--- START ---

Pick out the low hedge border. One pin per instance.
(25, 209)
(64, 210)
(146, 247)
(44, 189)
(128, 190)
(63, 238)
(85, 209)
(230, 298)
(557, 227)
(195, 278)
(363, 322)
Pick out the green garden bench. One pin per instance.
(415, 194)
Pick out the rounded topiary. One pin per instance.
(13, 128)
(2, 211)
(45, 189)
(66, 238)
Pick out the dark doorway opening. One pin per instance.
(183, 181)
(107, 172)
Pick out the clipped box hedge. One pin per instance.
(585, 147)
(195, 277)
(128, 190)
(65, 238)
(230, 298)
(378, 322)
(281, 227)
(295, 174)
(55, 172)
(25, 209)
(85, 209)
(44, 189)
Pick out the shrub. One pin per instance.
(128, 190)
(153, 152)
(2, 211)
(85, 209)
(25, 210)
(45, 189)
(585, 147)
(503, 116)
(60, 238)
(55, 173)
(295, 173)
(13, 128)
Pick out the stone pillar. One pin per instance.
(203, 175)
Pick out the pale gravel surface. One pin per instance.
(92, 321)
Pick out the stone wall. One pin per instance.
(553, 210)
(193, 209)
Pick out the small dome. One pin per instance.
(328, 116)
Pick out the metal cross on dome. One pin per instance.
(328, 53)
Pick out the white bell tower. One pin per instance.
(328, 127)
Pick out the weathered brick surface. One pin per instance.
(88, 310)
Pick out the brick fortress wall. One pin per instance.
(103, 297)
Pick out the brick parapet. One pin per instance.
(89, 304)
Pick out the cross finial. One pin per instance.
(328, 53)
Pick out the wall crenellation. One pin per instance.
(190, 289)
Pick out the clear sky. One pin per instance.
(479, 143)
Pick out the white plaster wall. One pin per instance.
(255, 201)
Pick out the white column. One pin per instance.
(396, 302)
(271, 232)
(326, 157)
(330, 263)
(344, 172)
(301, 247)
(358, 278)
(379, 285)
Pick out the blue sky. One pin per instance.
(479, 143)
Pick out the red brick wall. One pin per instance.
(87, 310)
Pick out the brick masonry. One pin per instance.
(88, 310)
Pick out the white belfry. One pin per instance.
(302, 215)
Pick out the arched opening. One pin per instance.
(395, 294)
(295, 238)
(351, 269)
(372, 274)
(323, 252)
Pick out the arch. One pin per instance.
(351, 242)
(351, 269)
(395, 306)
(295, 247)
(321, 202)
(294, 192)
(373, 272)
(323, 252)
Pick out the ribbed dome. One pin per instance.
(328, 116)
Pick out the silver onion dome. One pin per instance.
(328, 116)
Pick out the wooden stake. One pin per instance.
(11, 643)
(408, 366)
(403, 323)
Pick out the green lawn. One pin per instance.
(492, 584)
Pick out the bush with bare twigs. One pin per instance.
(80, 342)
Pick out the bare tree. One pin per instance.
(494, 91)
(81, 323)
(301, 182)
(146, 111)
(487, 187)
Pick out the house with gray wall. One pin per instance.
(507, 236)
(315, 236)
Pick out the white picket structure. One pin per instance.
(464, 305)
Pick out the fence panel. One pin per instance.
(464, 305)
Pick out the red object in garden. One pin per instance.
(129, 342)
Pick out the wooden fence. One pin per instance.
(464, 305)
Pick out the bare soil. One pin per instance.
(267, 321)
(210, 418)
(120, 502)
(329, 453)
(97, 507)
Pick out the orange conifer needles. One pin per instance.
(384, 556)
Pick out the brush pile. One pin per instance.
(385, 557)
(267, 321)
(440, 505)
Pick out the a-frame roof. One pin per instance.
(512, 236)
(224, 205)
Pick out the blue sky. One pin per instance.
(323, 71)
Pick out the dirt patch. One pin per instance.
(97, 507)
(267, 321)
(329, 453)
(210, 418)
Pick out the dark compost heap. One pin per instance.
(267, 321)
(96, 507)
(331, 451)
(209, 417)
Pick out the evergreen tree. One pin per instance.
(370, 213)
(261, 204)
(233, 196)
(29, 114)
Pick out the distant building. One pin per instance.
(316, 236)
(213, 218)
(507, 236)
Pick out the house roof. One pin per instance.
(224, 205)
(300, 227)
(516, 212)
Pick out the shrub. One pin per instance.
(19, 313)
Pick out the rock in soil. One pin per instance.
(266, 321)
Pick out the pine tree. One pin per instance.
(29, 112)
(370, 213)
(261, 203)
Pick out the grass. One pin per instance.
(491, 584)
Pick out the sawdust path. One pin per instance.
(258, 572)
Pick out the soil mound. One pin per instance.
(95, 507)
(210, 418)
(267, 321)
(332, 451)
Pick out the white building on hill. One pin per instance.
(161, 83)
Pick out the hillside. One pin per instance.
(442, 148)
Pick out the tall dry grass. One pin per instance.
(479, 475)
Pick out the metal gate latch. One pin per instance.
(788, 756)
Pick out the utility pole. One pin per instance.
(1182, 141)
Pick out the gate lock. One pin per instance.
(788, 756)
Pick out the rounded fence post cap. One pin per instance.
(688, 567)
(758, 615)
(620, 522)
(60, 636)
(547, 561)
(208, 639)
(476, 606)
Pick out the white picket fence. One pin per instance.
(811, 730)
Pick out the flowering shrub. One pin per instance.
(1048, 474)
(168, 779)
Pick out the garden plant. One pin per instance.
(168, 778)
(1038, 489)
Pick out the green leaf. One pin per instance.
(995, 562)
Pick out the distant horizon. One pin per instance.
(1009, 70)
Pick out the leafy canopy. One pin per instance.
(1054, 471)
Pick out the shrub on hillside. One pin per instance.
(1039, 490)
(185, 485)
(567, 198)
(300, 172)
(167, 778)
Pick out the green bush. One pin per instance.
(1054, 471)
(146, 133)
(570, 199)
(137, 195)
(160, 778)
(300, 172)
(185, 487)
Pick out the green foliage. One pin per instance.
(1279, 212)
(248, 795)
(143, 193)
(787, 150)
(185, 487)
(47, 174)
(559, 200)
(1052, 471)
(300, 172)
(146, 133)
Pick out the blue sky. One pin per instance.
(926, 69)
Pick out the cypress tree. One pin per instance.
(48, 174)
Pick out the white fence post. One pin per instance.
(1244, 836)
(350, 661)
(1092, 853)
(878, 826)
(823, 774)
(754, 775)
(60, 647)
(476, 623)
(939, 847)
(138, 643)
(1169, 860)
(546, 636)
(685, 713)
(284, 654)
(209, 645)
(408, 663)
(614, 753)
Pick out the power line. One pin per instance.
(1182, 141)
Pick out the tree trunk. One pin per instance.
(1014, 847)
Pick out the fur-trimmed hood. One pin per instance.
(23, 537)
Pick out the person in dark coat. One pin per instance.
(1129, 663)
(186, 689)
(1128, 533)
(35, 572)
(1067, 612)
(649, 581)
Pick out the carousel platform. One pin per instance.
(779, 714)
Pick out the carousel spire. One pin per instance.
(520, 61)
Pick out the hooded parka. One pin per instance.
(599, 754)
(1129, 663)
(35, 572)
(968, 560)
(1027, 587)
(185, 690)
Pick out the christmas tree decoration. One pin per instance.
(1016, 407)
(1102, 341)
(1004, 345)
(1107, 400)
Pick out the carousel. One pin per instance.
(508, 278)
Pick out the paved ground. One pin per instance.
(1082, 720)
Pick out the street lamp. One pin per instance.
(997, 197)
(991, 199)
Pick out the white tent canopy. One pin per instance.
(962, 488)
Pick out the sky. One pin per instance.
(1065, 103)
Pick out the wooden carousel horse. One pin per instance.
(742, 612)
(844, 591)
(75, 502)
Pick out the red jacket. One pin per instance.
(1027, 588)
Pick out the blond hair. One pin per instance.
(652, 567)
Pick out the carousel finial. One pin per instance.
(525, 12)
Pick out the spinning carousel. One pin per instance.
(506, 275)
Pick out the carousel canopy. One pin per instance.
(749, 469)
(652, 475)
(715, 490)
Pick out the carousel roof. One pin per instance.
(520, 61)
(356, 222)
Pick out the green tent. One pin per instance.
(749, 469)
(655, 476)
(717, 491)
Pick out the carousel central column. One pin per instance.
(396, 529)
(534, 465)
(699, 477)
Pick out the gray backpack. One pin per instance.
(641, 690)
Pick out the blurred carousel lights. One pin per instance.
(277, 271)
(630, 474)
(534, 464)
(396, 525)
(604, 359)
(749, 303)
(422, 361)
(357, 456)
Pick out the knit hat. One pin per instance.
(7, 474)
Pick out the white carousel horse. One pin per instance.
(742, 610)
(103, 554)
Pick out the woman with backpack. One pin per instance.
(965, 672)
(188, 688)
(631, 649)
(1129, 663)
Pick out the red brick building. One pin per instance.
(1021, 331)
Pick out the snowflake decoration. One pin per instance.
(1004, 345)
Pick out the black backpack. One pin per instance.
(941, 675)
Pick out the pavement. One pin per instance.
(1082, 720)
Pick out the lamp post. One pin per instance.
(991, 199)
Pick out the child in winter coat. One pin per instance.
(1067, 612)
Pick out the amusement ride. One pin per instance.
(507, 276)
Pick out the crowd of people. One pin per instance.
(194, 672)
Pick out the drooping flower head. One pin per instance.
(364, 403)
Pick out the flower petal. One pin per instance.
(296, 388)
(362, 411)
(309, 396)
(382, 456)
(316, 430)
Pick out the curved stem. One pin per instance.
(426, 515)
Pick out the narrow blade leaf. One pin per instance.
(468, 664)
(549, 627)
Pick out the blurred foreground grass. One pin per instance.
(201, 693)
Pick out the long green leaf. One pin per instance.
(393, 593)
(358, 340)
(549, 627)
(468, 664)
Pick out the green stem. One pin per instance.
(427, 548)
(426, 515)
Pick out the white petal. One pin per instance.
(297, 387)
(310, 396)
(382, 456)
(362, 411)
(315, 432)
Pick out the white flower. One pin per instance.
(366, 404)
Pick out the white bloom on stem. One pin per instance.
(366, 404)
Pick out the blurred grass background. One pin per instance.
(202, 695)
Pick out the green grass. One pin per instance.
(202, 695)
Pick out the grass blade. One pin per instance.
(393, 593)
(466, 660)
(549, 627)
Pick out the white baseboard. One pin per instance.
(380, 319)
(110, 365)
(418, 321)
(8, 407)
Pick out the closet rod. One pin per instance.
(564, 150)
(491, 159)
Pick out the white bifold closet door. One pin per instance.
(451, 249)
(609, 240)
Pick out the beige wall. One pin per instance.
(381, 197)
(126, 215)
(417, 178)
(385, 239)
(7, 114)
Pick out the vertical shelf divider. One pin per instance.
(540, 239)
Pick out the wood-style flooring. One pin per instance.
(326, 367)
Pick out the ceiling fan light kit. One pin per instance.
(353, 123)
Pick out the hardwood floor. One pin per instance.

--- END ---

-- Exercise goal --
Those lines from the one with "Pick out the white petal." through the last line of the material above are to be retyped exactly, with nothing else.

-- Answer to the problem --
Pick out the white petal. One pin per instance.
(297, 387)
(310, 396)
(382, 456)
(362, 411)
(315, 432)
Pick out the white flower. One pin per instance.
(366, 404)
Pick out the white bloom on stem. One pin per instance.
(366, 404)
Pick out the blurred grass background. One pin per instance.
(202, 695)
Pick out the green grass. One pin per instance.
(202, 695)
Pick out the grass blade. One pin per instance.
(393, 593)
(466, 660)
(549, 627)
Pick out the white baseboard. One pin per instance.
(380, 319)
(110, 365)
(418, 321)
(8, 407)
Pick out the closet rod. One pin per instance.
(564, 150)
(491, 159)
Pick out the white bifold closet door. One pin per instance.
(451, 249)
(609, 240)
Pick out the beige wall. One pin per instance.
(381, 197)
(126, 215)
(417, 178)
(385, 239)
(7, 114)
Pick out the vertical shelf divider. One pin per instance.
(540, 239)
Pick out the wood-style flooring. One pin per instance.
(326, 367)
Pick out the ceiling fan light kit. One pin per instance.
(353, 123)
Pick out the hardwood floor. One pin per instance.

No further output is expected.